▸ Task description:
Give back the data exactly, with no images.

▬▬▬▬▬▬

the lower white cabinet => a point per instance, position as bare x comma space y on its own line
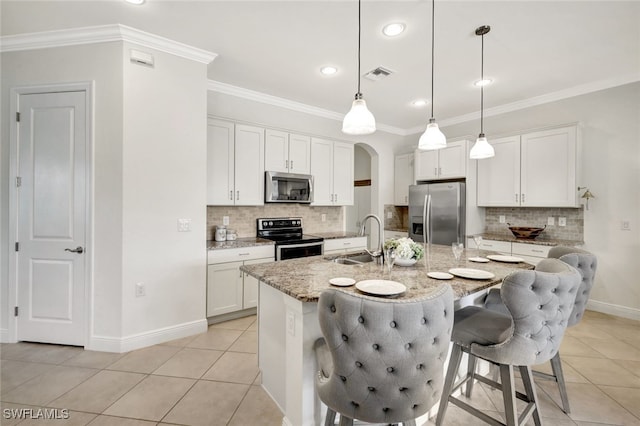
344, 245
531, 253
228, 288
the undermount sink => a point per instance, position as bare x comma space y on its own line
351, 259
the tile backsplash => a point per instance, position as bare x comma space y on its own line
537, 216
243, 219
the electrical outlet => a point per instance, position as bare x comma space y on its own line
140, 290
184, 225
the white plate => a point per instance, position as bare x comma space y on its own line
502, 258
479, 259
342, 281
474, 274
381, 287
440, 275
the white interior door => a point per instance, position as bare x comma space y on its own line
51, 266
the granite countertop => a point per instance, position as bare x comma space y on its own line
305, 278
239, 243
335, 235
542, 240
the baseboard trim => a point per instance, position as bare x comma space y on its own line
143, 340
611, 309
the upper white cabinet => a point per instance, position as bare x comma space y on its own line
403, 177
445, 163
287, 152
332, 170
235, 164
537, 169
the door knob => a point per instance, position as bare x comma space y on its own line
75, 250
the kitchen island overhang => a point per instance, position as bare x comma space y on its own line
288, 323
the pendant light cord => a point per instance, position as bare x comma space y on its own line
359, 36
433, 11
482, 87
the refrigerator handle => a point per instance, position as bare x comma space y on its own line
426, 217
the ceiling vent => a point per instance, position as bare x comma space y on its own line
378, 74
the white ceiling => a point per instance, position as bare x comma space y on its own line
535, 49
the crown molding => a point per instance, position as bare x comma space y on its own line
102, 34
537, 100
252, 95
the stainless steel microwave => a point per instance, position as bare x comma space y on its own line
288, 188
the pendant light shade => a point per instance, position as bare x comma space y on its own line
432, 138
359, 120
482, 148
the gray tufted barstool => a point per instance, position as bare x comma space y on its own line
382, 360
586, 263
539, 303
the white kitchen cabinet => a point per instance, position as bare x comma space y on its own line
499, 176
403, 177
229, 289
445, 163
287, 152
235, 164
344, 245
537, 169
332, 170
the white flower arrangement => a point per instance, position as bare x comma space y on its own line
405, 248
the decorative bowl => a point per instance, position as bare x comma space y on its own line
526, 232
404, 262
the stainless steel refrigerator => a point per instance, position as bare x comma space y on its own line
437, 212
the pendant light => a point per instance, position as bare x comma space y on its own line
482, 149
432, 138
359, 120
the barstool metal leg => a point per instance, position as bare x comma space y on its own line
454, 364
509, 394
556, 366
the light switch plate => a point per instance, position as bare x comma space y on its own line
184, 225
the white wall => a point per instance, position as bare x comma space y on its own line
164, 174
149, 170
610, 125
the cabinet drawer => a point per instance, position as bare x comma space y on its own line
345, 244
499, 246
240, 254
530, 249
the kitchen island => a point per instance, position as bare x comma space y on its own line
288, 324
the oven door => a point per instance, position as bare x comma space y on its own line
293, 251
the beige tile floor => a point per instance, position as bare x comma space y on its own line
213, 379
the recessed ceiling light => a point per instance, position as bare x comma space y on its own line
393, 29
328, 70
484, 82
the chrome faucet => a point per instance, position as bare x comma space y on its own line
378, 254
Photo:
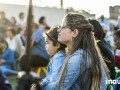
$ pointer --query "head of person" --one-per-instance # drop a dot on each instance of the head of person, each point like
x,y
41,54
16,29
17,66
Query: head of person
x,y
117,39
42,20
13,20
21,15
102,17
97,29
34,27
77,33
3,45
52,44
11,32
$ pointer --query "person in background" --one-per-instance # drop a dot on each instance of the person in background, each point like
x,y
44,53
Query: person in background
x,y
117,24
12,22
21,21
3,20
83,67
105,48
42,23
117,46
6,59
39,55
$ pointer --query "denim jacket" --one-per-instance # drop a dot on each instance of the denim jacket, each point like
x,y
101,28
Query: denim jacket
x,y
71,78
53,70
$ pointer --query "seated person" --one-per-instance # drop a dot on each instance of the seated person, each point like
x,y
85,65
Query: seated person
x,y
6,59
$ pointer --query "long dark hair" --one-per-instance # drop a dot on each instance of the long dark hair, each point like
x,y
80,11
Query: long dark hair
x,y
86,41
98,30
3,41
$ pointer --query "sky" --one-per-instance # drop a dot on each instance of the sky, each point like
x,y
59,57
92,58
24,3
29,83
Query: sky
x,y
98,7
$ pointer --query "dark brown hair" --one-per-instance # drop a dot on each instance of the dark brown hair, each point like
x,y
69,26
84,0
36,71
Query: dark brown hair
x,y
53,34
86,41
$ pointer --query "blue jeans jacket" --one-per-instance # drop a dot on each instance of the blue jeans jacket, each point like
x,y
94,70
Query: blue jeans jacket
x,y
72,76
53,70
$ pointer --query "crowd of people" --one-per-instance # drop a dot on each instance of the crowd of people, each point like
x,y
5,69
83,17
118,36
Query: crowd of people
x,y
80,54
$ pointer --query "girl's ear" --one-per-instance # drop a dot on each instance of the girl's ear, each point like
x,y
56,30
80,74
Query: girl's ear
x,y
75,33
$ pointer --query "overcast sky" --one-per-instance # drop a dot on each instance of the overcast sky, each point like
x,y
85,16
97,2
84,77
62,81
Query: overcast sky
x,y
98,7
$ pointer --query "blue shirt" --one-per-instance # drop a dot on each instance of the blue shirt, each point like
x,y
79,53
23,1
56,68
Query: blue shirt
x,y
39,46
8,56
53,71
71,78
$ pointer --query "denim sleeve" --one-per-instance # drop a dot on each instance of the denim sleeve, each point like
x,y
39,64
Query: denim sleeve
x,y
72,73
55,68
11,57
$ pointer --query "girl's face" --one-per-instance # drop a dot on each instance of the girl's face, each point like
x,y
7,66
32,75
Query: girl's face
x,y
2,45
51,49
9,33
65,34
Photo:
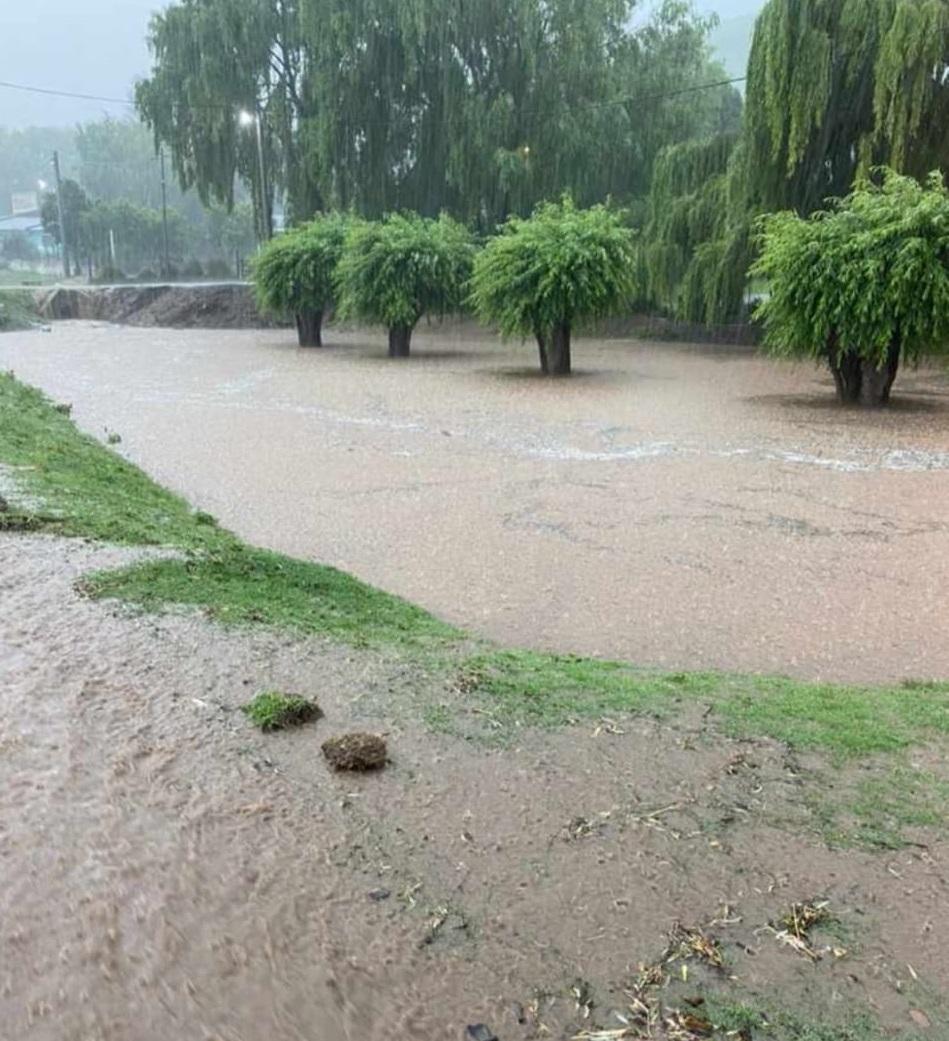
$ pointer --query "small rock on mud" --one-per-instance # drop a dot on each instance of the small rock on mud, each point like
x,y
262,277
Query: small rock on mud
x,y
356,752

▬▬▬▬▬▬

▸ Result of the exercise:
the lower white cabinet => a point per instance, position as bare x comma space y on its own line
344, 245
531, 253
228, 288
the undermount sink => a point per instance, position as bare x comma space y on its own line
351, 259
the tile backsplash => a point per instance, position as bare x comma space y on its own line
537, 216
243, 219
the electrical outlet => a point per instance, position as bare x comma space y on its own line
140, 290
184, 225
the white plate => a point per instance, position as bare x comma space y on its own line
502, 258
479, 259
342, 281
474, 274
381, 287
440, 275
the white interior door => a point per instance, position as bare x comma space y on its own line
51, 266
the granite countertop => a point per instance, position as bare x comma space y on its own line
305, 278
239, 243
335, 235
542, 240
the baseboard trim => a point per instance, position as bare x comma space y on its own line
143, 340
611, 309
the upper white cabinet => a point per instance, position as bare x comma space y on its own line
403, 177
445, 163
287, 152
332, 170
235, 164
537, 169
the door knob => a point per instance, position as bare x comma space y on its own line
75, 250
the kitchen island overhang => a point per instance, position as bare x comma space y on its own line
288, 323
the pendant light cord => a point per instance, position as bare x comma space y on its own line
359, 36
433, 11
482, 87
the refrigerator handle => a point per instance, position as bare x comma space y on its own line
426, 217
the ceiling vent => a point per instance, position as bare x comma space y on its own line
378, 74
the white ceiling => a point per instance, position as bare x comma space y on its own line
535, 49
the crown molding => a point per instance, position as bare x comma space y on its own line
102, 34
537, 100
252, 95
the stainless steel microwave => a point per instance, position as bare x comma space y on its own line
288, 188
the pendant light shade => a point per instance, position as bare x comma space y on its own line
432, 138
359, 120
482, 148
the gray tufted barstool => a point per instance, position as bare x comma space y on its own line
382, 360
586, 263
539, 303
the white kitchen cabinet => a point per instance, position as bare x comma space y on its own line
499, 176
403, 177
229, 289
445, 163
287, 152
235, 164
344, 245
537, 169
332, 170
the white flower arrangement => a point per instance, position as bare x comma space y on its own line
405, 248
the decorative bowl => a point per instance, position as bare x comma space y on its own line
526, 232
404, 262
the stainless steel refrigerator => a point per instance, position as bare x comma space y on its own line
437, 212
the pendant light => a point per instance, position as bare x comma space y on its own line
482, 149
432, 138
359, 120
the barstool metal leg => a point per instance, position as bare x comma space y on its own line
454, 364
509, 394
556, 366
the light switch plate => a point per instance, position as bare x comma space y on its own line
184, 225
the white wall => a point per instance, position as bare x comma space y on its own line
164, 174
149, 170
610, 125
the cabinet drawer => a point per instance, position as bare x comma space y on its own line
345, 244
499, 246
240, 254
530, 249
the kitchen island => a point per instance, position as bare x comma space y on its own line
288, 324
the oven door => a point per instance, position as bare x comma space y on its own line
293, 251
the beige tile floor => a point per instance, position as bare x comma space y on its own line
213, 379
the recessed ceiling light => a point per instance, position as bare x comma space y on its own line
393, 29
328, 70
484, 82
the chrome faucet => a point per instance, position as bare x comma space y on its own line
378, 254
Photo:
$ pointer --query "head of person" --one-per-instance # drop a dot on each instance of the head of person, each point like
x,y
41,54
16,29
17,66
Query: head of person
x,y
117,39
42,20
13,20
21,15
102,17
97,29
34,27
77,33
3,45
52,44
11,32
$ pointer --query "person in background" --one-per-instance # drop a dot on each instance of the person in background, each point like
x,y
44,53
Query: person in background
x,y
117,24
12,22
21,21
3,20
83,67
105,48
42,23
117,46
6,59
39,55
$ pointer --query "denim jacket" --one-per-instance # drop a dot on each instance of the denim jacket, each point like
x,y
101,28
Query: denim jacket
x,y
71,78
53,70
$ pointer --query "seated person" --one-per-instance # drop a dot on each instance of the seated person, each point like
x,y
85,65
Query: seated person
x,y
6,59
$ pointer --query "long dark hair" --one-per-instance # drop a dot on each instance of the long dark hair, each point like
x,y
80,11
Query: long dark hair
x,y
86,41
98,30
3,41
$ pointer --query "sky" --one-per-instance # drop a dot on each instance of the sky, each point like
x,y
59,57
92,58
24,3
29,83
Query: sky
x,y
98,7
$ pointer --query "dark brown hair" --one-per-instance # drop a dot on each instance of the dark brown hair, each point like
x,y
69,26
84,0
36,71
Query: dark brown hair
x,y
53,34
86,41
$ pointer --query "blue jeans jacket" --one-per-instance # drop a dot on each instance of the blue jeans jacket, each point like
x,y
94,70
Query: blue jeans jacket
x,y
72,76
53,70
$ pointer --query "crowd of people" --one-per-instance # drop a dot on each instance of the crowd of people, each point like
x,y
5,69
83,17
118,36
Query: crowd of people
x,y
80,54
$ pointer --query "girl's ear" --one-per-instance # drop a dot on each instance of the girl's ear, each point like
x,y
56,30
80,74
Query: girl's ear
x,y
75,33
$ pointer --query "overcast sky" --one-per-instance # drop a dot on each instance of the overcast sky, each point like
x,y
85,16
97,2
84,77
62,81
Query: overcast sky
x,y
98,7
$ pointer --query "blue shirt" --one-per-instance # drop a dot on each instance of the blue shirt, each point like
x,y
79,53
23,1
56,68
Query: blue shirt
x,y
39,46
8,56
53,71
71,78
$ pointer --query "denim sleeve" --one-per-instance # drop a dot on each instance of the denim sleeve, each point like
x,y
39,64
Query: denim sleeve
x,y
72,73
55,68
11,57
$ pointer --query "girl's face" --one-per-instance # drop a dot on each instance of the girl's face, each point like
x,y
7,66
32,75
Query: girl's face
x,y
2,45
51,49
9,33
65,34
Photo:
$ pointer --query "small rock on mud" --one-per-instance # drop a dot on each instance of the small rock on mud, each point like
x,y
262,277
Query: small rock on mud
x,y
356,752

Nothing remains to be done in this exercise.